Records to process:
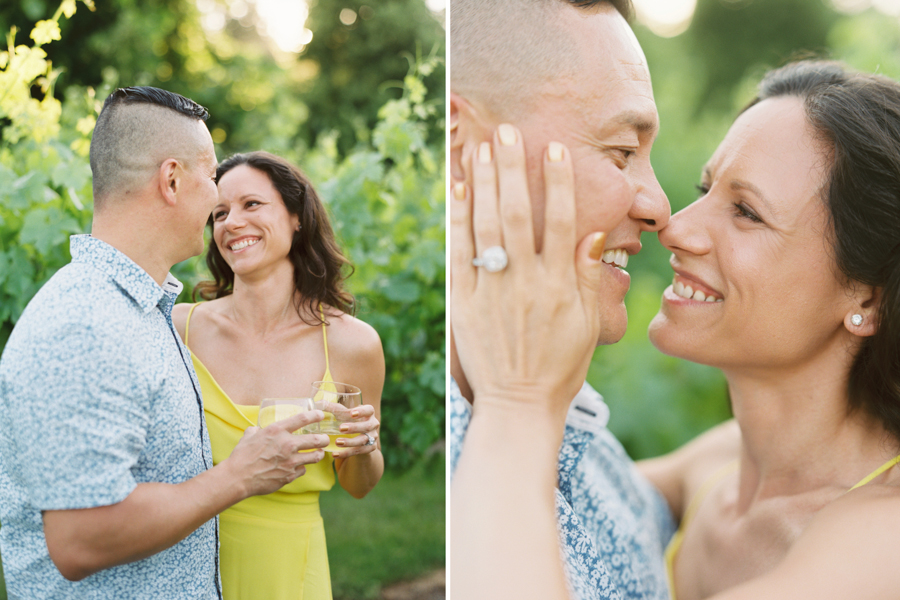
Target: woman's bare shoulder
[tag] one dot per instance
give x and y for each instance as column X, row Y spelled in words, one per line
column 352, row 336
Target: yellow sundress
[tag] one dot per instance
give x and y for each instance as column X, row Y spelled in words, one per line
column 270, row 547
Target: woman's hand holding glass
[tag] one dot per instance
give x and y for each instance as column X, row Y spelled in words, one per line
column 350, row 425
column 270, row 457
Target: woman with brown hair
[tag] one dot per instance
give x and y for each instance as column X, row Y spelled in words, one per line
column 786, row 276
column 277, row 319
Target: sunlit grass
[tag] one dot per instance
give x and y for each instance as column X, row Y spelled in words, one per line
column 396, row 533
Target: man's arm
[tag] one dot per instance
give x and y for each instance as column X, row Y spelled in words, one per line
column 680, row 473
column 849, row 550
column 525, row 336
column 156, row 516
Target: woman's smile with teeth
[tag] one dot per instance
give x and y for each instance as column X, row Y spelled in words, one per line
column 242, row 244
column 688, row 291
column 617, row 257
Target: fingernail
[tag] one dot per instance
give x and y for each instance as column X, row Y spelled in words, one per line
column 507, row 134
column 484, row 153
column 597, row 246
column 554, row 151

==

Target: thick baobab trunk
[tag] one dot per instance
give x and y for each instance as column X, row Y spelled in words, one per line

--

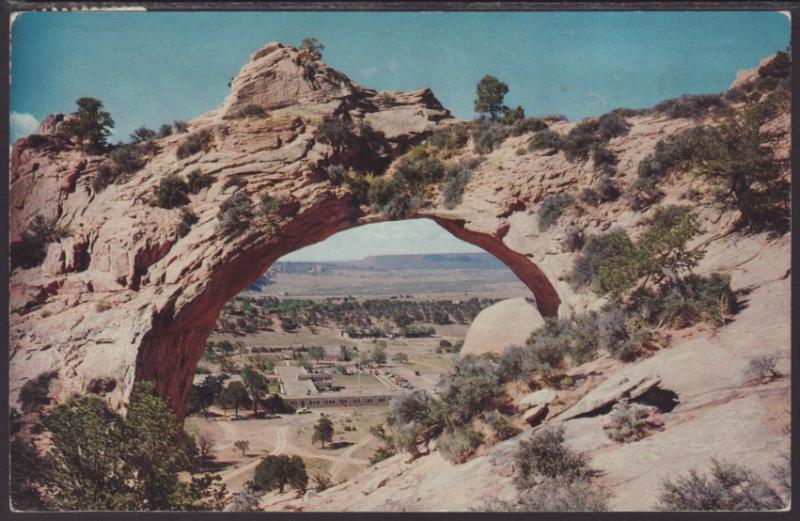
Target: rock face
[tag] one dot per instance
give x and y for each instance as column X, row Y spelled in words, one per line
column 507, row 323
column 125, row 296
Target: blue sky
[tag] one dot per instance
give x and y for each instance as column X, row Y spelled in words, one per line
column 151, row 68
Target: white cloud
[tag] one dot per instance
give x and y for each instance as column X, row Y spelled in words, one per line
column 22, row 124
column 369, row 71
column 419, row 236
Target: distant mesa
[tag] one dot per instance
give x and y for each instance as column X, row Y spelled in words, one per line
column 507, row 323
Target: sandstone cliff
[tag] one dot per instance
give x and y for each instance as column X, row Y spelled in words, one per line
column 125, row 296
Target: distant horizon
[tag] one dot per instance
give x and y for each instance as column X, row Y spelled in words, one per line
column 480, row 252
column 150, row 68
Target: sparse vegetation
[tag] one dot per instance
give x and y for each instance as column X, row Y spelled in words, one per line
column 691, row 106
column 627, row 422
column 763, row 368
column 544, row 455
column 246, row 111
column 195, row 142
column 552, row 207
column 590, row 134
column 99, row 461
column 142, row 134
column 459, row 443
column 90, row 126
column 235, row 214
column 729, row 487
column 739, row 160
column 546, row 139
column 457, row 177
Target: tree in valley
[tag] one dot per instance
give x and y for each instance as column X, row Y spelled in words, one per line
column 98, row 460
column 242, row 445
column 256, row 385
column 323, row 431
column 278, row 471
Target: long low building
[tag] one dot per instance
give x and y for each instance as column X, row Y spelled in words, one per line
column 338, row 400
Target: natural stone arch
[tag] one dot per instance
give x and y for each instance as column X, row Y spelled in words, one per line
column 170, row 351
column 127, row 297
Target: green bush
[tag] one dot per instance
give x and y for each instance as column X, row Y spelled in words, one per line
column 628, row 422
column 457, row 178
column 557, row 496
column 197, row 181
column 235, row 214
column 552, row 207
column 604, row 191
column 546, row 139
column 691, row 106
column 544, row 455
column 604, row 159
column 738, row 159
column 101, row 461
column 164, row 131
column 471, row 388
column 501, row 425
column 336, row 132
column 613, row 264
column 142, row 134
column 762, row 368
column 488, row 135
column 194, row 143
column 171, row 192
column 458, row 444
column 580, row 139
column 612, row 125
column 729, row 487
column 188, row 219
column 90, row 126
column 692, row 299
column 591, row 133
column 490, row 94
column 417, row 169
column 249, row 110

Task description:
Starting with the line that contains "Target: sandstone cliff" and going on through the line that contains "column 150, row 68", put those lines of the records into a JSON list of strings, one string per line. Leave out any blank lines.

Output:
[
  "Target: sandstone cliff",
  "[tag] one dot per instance",
  "give x and y for each instance as column X, row Y spelled in words, one per line",
  "column 125, row 296",
  "Target: distant horizon",
  "[tag] one dot per instance",
  "give x and y for each instance as column X, row Y spelled in words, one per line",
  "column 480, row 252",
  "column 150, row 68"
]